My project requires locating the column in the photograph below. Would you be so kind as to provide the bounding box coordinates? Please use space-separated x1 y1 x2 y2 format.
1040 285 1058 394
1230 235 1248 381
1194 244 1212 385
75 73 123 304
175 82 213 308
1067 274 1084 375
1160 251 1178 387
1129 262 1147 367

• • • • • • •

Put each line of the data above into a Markdown table with two columns, Row and Line, numbering the rows and leaving out any blank lines.

▸ REPLY
| Row | Line |
|---|---|
| 1 | My project requires locating the column in the photograph below. Would you be so kind as to provide the bounding box coordinates? Please use space-separated x1 y1 x2 y2 format. |
| 2 | 1040 285 1058 394 |
| 3 | 1230 235 1248 381 |
| 4 | 1194 244 1212 385 |
| 5 | 75 73 123 304 |
| 6 | 175 82 213 308 |
| 7 | 1067 274 1084 375 |
| 8 | 1160 251 1178 387 |
| 9 | 1129 262 1147 367 |